**EXERCISE OBJECTIVE:** Leaving out the pictures, please retype each record exactly.

**RECORDS FOR PROCESSING:**
= Beginning of Section =

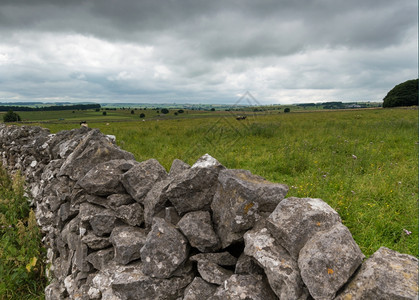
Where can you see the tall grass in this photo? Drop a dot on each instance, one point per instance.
(21, 255)
(363, 163)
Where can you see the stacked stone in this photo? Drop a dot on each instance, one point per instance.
(119, 229)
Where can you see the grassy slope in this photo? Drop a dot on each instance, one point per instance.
(363, 162)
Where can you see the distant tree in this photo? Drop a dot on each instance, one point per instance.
(11, 116)
(403, 94)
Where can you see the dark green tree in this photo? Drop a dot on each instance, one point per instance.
(11, 116)
(403, 94)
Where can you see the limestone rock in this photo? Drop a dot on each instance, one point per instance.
(240, 199)
(239, 287)
(141, 178)
(194, 188)
(132, 214)
(127, 242)
(295, 220)
(164, 251)
(386, 275)
(104, 178)
(92, 150)
(199, 289)
(280, 268)
(328, 260)
(197, 227)
(212, 272)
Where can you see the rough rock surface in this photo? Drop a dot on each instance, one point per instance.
(164, 251)
(386, 275)
(328, 260)
(295, 220)
(239, 201)
(197, 227)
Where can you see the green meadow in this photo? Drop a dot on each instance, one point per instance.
(363, 163)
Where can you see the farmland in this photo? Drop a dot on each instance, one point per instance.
(362, 162)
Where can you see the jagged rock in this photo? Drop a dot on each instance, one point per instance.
(132, 214)
(328, 260)
(295, 220)
(221, 258)
(239, 287)
(127, 242)
(104, 178)
(92, 150)
(130, 283)
(199, 289)
(141, 178)
(100, 258)
(155, 202)
(178, 167)
(280, 268)
(387, 275)
(194, 188)
(197, 227)
(101, 220)
(240, 199)
(213, 273)
(96, 242)
(247, 265)
(164, 251)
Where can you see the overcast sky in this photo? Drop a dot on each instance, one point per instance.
(191, 51)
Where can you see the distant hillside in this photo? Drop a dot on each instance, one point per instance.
(403, 94)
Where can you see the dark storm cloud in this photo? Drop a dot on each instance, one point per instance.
(162, 48)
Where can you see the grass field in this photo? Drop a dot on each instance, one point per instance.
(364, 163)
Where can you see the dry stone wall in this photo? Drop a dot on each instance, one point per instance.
(116, 228)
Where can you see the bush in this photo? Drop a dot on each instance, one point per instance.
(10, 116)
(403, 94)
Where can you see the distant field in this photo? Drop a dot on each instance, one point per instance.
(364, 163)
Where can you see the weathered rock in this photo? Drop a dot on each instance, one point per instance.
(141, 178)
(132, 214)
(92, 150)
(100, 258)
(386, 275)
(247, 265)
(328, 260)
(178, 167)
(197, 227)
(96, 242)
(127, 242)
(104, 179)
(199, 289)
(239, 287)
(194, 188)
(280, 268)
(100, 219)
(239, 201)
(164, 251)
(212, 272)
(295, 220)
(221, 258)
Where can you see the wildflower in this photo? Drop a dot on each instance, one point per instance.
(407, 231)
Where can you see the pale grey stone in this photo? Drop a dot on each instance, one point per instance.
(385, 275)
(197, 227)
(295, 220)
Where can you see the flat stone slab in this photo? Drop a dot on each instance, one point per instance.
(386, 274)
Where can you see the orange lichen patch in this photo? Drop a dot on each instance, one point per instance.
(247, 207)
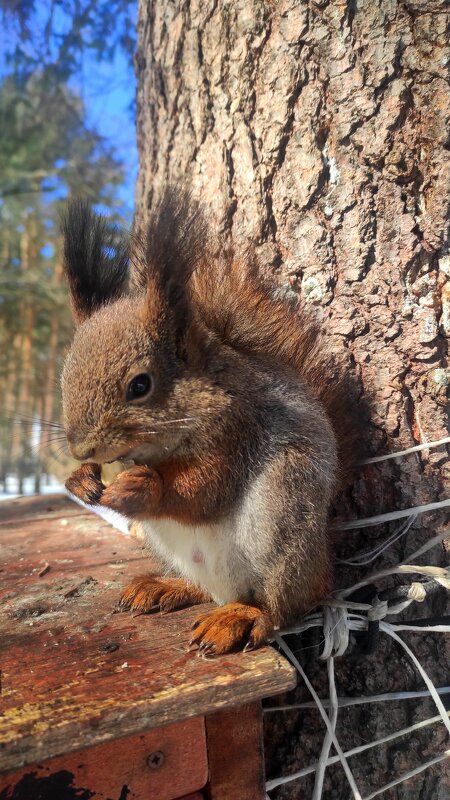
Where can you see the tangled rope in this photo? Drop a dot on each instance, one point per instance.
(343, 614)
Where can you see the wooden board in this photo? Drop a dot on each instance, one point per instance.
(74, 672)
(235, 754)
(163, 764)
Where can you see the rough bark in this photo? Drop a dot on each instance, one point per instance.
(320, 130)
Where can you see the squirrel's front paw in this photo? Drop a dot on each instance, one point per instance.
(86, 484)
(234, 626)
(149, 593)
(134, 493)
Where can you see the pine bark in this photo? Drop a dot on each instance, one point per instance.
(320, 131)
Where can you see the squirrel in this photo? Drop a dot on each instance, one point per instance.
(231, 407)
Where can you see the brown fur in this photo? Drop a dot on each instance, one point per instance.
(231, 627)
(247, 433)
(149, 593)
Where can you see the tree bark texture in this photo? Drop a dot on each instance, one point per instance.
(320, 130)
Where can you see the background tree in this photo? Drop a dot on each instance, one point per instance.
(50, 149)
(320, 130)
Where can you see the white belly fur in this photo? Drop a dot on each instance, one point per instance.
(203, 554)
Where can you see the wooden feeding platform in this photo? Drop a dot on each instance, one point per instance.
(100, 704)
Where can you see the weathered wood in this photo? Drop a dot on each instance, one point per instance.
(235, 754)
(74, 672)
(50, 505)
(162, 764)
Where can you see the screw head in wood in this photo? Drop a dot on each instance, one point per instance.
(155, 760)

= End of Section =

**OUTPUT OF THE TASK:**
Where can you see the tall grass in this photo? Drop a dot on each instance, one point per instance.
(21, 255)
(363, 163)
Where can you see the stacked stone in this photo? Drop a dot on each instance, one point per instance.
(119, 229)
Where can you see the grassy slope in this photo? Drop a dot on each instance, one point per instance.
(363, 162)
Where can you see the distant tree in this photo? Drop a dot on each instance, one point per instance.
(11, 116)
(403, 94)
Where can you see the dark green tree in this photo? Drop a dot on each instance, one point per instance.
(11, 116)
(403, 94)
Where can you see the limestone rock in this photo? Drop a dot on each instance, one point per instance.
(240, 199)
(239, 287)
(141, 178)
(194, 188)
(132, 214)
(127, 242)
(295, 220)
(164, 251)
(386, 275)
(104, 178)
(92, 150)
(199, 289)
(280, 268)
(328, 260)
(197, 227)
(212, 272)
Where can you see the rough rock surface in this photo? Drop a dot on each instance, one point per instance.
(164, 251)
(386, 275)
(328, 260)
(295, 220)
(239, 201)
(197, 227)
Where can you see the green meadow in this photo? Drop a dot on each instance, one point per instance.
(363, 163)
Where can you see the farmland in this photo? Drop a dot on each instance, one point per instance.
(362, 162)
Where can you see the jagged rock in this photo? Drop a dot on each instance, one point per instance.
(132, 214)
(328, 260)
(295, 220)
(221, 258)
(239, 287)
(127, 242)
(104, 178)
(92, 150)
(130, 283)
(199, 289)
(141, 178)
(100, 258)
(155, 202)
(178, 167)
(280, 268)
(387, 275)
(194, 188)
(197, 227)
(101, 220)
(240, 199)
(213, 273)
(96, 242)
(247, 265)
(164, 251)
Where can you see the overcast sky in this photo? Drop a dot on each instance, one point per instance.
(191, 51)
Where can you see the distant hillside in this photo? Drop a dot on each instance, one point per instance.
(403, 94)
Where can you see the dark storm cloud in this photo? Drop a dot on each instance, one point per instance.
(162, 48)
Where can you see the grass field in this photo? Drop a dot on each instance, one point per instance.
(364, 163)
Where can you see the dry stone wall in this photo? Drop a dot on each instance, one point per instance.
(116, 228)
Where can you see the bush in this photo? Drop a dot on each instance, one point per instance.
(10, 116)
(403, 94)
Where can you see the distant field in this photo? Drop a dot on each instance, one point per instance.
(364, 163)
Where can you see the weathered rock in this photo? Drop a dot on each instance, one point per instance.
(141, 178)
(132, 214)
(92, 150)
(100, 258)
(386, 275)
(247, 265)
(328, 260)
(178, 167)
(197, 227)
(96, 242)
(127, 242)
(104, 179)
(199, 289)
(239, 287)
(194, 188)
(280, 268)
(100, 219)
(239, 201)
(164, 251)
(212, 272)
(295, 220)
(221, 258)
Where can you see the wildflower in this photo? Drop a dot on each instance, one point per instance.
(407, 231)
Where can you see the pale grey stone in this photo? Drop a dot on each instance, one point per instance.
(385, 275)
(197, 227)
(295, 220)
Where can you see the flat stone slab in this photo? Drop a dot on each instance, one point per instance.
(386, 274)
Where can you see the orange lichen patch in this photo? Drop a dot on each instance, one point per instance.
(247, 207)
Where can you see the tangled rope in this photo? Drop a dot on each instance, one point per instance.
(343, 614)
Where can you see the wooden board in this photo? Drop a dot on each instance, one point per instance.
(74, 672)
(235, 754)
(163, 764)
Where can you see the rough bark in this photo? Drop a dot on each instance, one point per instance.
(320, 130)
Where can you see the squirrel's front paw in this photo? Drop a dot on each instance, one point per instance.
(86, 484)
(234, 626)
(149, 593)
(134, 493)
Where can you see the pine bark in this photo? Drop a dot on each instance, one point per instance.
(320, 131)
Where can you see the squirrel in this photo? Drop a dot on each instance, one point per instance.
(231, 407)
Where can you see the brown fur in this photo? Drop a dot on each instance, one point per instance.
(231, 627)
(247, 433)
(149, 593)
Where can you see the tree bark texture in this photo? Drop a dot on each instance, one point per instance.
(320, 130)
Where can you see the background tree in this photo? Drop a dot on each instance, one point per instance.
(50, 149)
(320, 130)
Where can you see the white belly fur in this photo? Drop a dot on each instance, one point per instance.
(203, 554)
Where can you see the wooden feeding platform in this photo? Drop a dot on each instance, one point per instance.
(100, 704)
Where can you see the weathered wood in this photo? Drop a dot on each instance, one point per instance.
(235, 754)
(74, 672)
(50, 505)
(162, 764)
Where can you see the screw head in wood in this photo? Drop a dot on each instance, one point per instance.
(155, 760)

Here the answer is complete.